- [WORK TO BE COMPLETED]
Locate every line in the entries below that contains the word "wooden" and copy each such line in full. Case matters.

- [ENTRIES SHOWN]

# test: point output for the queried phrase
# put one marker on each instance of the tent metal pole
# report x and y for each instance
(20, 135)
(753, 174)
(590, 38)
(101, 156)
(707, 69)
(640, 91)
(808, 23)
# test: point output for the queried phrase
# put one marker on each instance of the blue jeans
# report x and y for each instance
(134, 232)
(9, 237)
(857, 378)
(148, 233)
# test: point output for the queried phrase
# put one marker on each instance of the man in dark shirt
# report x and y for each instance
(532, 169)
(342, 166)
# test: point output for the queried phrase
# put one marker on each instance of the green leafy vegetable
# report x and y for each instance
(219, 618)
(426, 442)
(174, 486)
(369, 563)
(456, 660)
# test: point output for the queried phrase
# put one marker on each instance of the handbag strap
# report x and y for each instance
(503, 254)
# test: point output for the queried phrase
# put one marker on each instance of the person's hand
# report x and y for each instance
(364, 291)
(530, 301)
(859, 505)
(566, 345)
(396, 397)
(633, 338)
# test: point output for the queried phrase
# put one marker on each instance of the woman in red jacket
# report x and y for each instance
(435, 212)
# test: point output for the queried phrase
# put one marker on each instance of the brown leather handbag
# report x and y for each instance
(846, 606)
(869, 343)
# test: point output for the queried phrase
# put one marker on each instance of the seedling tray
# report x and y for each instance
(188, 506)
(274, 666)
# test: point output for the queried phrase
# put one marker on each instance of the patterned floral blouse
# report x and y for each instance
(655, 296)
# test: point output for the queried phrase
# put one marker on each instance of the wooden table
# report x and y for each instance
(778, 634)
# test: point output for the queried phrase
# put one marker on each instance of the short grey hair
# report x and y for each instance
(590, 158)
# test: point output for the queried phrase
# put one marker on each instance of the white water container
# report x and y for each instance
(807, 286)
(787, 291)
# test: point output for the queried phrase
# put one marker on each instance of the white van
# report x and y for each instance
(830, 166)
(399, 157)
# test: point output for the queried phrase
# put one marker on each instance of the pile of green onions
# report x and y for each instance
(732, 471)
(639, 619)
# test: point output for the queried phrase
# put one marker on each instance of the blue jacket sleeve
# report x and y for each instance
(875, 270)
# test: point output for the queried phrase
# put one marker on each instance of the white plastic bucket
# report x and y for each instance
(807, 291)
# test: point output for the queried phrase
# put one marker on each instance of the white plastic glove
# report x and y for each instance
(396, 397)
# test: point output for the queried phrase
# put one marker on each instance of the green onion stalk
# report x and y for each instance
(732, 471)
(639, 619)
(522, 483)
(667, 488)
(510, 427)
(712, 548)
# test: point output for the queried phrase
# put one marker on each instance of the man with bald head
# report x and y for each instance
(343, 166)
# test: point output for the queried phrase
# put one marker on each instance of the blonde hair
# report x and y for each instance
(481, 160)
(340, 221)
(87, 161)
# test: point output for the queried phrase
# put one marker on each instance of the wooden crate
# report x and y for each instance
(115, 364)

- [RESULT BELOW]
# put one marker on each instance of the wooden table
# put one marker on each instance of the wooden crate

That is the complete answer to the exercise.